##### RECORDS FOR THE EXERCISE

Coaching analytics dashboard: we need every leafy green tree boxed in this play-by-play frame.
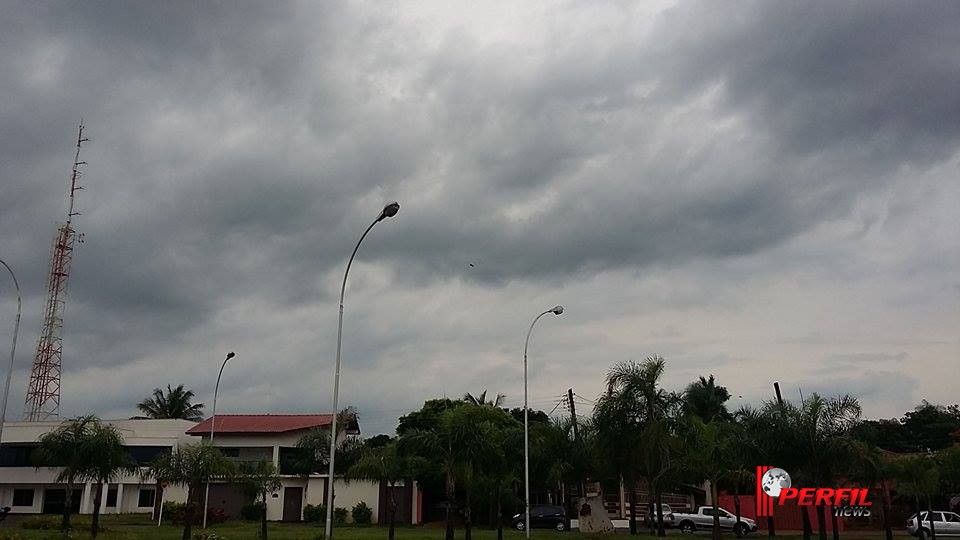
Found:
[638,418,682,536]
[847,439,895,540]
[894,456,940,540]
[683,375,731,423]
[290,407,364,508]
[150,443,235,540]
[34,414,99,532]
[593,356,670,534]
[397,398,466,436]
[82,420,137,538]
[346,441,410,540]
[400,402,515,540]
[683,416,733,540]
[137,384,203,422]
[238,460,283,540]
[785,394,861,540]
[901,400,960,452]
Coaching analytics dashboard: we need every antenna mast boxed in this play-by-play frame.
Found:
[23,121,90,422]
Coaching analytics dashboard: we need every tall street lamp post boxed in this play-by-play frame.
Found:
[0,259,23,448]
[203,352,236,529]
[523,306,563,538]
[324,202,400,540]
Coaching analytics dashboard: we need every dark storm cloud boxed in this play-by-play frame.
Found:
[0,2,960,422]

##########

**WHAT TO WORK ON:** Update the material starting at the line that contains "Coaching analytics dashboard: we need every antenna" and ending at the end of the material, replacing "boxed" with "outlined" and keeping everything else unchanged.

**SOLVED PROBLEM:**
Coaching analytics dashboard: we need every antenna mast outlined in this play-by-play frame.
Found:
[23,121,90,422]
Coaching analytics dashboard: we need every tall street lamp post outlined in this play-by-play frame.
Found:
[0,259,23,448]
[203,352,236,529]
[523,306,563,538]
[324,202,400,540]
Coaching analytics dashboard: we need every dark storm cloud outlined in this play-by-play frame.
Found:
[0,2,960,422]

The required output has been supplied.